- **Prompt 1**: In the cannabis growing guide, how old must a grower be to keep a limited number of indoor plants in the states it names?
- **Prompt 2**: From the cannabis growing guide, reproduce the part that opens with the words containing "Growing cannabis is" and closes with "in the future.".

- **Excerpted passage**:
[Start of Attachment]

Growing cannabis is fun, but it’s far from easy. People with massive indoor growing systems didn’t immediately dive into their projects with state-of-the-art equipment and resilient crops. They started small, too. As they say, “we must learn to walk before we learn to run”. Getting the hang of growing marijuana on a small scale will provide the foundation for much larger endeavors in the future.
Before starting, be aware of your state’s marijuana growing laws. Alaska, Washington D.C., Colorado and Oregon all allow for a limited number of indoor plants, provided the grower is 21 years of age or older. However, several counties in these states have their own laws, so make sure to do the proper research before you start growing.
When growing small, it’s important to note that certain strains are more conducive to this than others. In this case, it’s important to choose a shorter plant. Indicas tent to be shorter than sativas, and can be easier to grow indoors. Choose your seeds accordingly.
Growing cannabis – even a single plant – isn’t like growing a flower. Specific equipment is needed in order to create the proper conditions for marijuana to thrive.
Lights can cost a fortune for large indoor growing systems, but this isn’t the case for a single plant. This doesn’t mean any old lightbulb will do.

[End of Attachment]

- **Record extracts**:
[Start of Attachment]

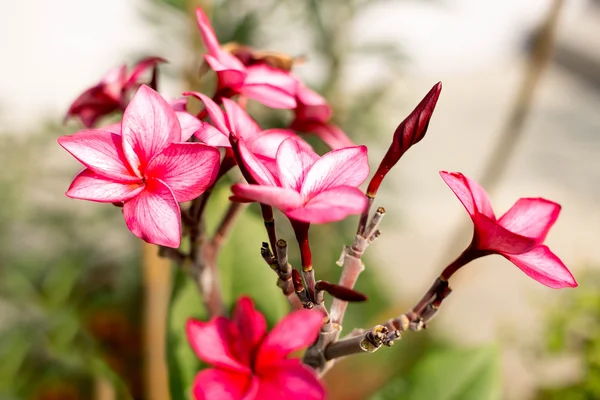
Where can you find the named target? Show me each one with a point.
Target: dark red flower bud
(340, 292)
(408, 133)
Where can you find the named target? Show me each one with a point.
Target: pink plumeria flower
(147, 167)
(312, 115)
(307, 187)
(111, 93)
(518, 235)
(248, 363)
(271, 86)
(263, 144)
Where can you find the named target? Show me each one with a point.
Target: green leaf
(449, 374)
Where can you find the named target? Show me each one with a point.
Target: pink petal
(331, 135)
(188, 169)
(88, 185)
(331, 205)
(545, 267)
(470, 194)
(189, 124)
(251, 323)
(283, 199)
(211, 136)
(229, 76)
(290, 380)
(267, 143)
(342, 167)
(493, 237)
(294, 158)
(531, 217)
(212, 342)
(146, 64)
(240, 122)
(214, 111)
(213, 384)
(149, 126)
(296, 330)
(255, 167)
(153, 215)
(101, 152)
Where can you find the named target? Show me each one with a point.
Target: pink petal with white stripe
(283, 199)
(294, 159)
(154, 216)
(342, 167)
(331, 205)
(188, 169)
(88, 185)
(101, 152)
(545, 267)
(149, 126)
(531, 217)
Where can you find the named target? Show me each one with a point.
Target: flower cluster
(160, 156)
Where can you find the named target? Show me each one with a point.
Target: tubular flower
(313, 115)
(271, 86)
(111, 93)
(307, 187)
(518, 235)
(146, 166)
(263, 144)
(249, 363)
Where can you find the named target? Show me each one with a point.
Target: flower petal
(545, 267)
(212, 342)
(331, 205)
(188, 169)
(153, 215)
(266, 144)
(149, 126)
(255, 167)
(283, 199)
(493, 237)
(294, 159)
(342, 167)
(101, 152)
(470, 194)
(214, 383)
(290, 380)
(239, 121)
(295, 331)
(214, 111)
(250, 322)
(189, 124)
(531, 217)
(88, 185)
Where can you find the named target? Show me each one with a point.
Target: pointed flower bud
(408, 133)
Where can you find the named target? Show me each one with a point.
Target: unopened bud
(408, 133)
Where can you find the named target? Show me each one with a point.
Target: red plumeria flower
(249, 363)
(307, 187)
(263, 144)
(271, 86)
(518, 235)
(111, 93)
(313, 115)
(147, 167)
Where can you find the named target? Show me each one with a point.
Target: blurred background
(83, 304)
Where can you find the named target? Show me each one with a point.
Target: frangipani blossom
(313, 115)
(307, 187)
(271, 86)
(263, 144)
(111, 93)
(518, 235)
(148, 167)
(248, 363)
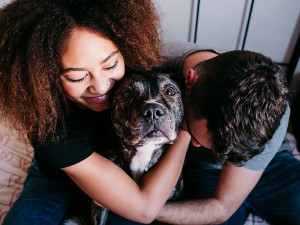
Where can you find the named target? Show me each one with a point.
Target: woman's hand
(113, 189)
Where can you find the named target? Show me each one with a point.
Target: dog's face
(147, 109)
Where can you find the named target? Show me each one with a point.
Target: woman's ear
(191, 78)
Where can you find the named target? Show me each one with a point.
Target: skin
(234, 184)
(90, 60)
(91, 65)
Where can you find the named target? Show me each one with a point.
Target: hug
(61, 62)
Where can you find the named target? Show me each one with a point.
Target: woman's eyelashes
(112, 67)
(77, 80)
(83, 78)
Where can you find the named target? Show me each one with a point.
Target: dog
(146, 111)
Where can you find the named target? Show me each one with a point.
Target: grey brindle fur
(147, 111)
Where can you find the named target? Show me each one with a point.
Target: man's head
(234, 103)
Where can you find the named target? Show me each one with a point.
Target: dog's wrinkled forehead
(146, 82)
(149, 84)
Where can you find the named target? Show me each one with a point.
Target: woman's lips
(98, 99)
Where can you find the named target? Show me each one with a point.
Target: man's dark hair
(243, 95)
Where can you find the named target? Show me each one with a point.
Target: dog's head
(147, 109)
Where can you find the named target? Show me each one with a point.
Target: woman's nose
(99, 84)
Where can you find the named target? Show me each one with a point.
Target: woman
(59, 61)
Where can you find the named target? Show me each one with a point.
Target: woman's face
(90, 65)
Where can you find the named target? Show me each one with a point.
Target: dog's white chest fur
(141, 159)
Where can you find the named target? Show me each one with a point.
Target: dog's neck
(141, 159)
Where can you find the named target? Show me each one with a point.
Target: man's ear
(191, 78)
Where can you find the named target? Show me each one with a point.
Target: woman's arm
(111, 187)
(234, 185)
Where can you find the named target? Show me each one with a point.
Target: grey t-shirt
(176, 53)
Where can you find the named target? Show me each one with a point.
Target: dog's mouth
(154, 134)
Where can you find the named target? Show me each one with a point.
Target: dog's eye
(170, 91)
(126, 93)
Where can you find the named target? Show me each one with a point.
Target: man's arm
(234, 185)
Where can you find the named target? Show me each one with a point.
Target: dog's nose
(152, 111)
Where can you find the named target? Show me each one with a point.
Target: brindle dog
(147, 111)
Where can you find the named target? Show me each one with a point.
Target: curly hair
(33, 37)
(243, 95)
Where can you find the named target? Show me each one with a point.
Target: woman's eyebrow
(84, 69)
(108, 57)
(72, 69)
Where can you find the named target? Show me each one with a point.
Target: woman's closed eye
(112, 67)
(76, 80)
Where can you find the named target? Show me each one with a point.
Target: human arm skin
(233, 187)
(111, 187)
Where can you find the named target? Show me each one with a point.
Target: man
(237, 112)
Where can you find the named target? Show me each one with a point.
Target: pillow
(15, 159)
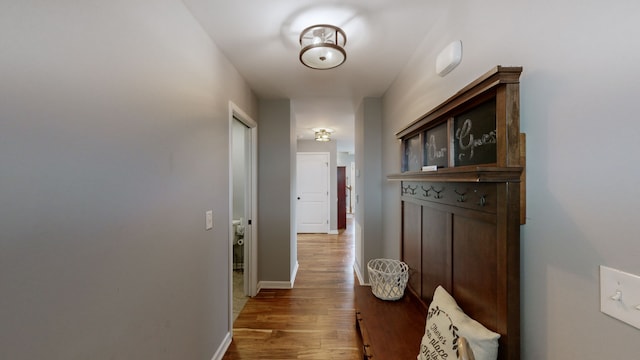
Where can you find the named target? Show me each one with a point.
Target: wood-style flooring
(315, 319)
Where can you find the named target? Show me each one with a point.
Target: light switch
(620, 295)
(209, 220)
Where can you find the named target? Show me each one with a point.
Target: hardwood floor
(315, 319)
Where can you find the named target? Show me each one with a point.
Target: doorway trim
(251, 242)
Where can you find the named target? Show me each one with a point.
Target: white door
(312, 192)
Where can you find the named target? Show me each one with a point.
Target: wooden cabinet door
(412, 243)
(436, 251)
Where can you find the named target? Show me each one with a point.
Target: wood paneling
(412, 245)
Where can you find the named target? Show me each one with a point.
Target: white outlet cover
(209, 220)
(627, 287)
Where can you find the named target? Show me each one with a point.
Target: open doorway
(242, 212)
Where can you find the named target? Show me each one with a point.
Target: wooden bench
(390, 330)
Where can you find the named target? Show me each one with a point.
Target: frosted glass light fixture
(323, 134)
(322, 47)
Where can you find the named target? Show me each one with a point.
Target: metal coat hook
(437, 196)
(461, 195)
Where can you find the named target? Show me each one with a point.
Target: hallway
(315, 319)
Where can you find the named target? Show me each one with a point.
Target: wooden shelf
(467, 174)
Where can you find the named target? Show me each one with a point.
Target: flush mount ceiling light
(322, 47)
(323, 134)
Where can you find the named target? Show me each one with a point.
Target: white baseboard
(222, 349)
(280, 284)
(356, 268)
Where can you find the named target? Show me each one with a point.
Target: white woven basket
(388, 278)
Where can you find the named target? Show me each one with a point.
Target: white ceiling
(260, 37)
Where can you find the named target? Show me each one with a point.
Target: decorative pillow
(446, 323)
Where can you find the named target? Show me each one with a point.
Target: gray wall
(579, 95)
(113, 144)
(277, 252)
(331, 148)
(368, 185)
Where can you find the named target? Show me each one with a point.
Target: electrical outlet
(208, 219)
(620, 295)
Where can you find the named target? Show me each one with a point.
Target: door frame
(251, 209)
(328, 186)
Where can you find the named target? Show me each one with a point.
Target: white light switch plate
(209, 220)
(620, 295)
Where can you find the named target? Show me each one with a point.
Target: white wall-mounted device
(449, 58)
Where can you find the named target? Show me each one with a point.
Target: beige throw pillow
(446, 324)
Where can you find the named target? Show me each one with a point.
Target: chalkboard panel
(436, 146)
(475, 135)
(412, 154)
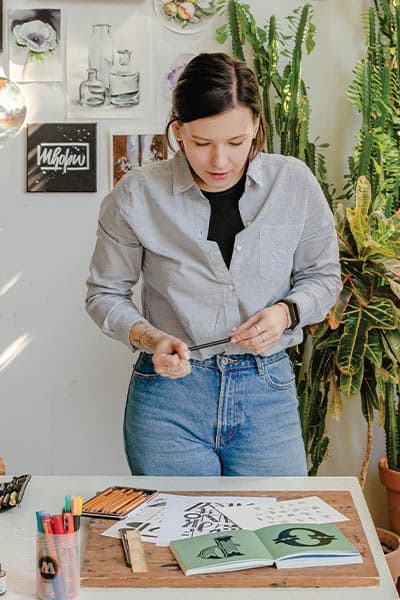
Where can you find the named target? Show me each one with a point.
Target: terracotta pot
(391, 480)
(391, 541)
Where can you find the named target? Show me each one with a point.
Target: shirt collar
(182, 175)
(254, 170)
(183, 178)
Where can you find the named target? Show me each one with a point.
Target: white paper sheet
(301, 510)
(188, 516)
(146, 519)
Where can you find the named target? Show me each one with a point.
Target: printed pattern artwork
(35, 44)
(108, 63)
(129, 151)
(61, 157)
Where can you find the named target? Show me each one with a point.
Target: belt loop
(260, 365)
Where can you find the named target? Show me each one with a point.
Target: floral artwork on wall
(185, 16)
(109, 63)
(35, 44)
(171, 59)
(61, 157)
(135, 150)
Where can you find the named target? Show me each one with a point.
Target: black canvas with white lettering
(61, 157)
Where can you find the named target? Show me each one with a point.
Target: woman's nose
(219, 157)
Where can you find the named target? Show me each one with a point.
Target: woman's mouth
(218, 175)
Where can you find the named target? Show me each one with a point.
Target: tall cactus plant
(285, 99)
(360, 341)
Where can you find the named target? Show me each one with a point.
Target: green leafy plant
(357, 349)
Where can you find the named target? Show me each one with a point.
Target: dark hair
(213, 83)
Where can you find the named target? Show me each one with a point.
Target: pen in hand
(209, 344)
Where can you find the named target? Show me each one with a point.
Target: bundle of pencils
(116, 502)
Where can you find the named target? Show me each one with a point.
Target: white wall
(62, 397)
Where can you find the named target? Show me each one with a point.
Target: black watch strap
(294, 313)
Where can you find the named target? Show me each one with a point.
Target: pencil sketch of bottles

[End of Attachment]

- **Written response 1**: 21 years of age or older.

- **Written response 2**:
Growing cannabis is fun, but it’s far from easy. People with massive indoor growing systems didn’t immediately dive into their projects with state-of-the-art equipment and resilient crops. They started small, too. As they say, “we must learn to walk before we learn to run”. Getting the hang of growing marijuana on a small scale will provide the foundation for much larger endeavors in the future.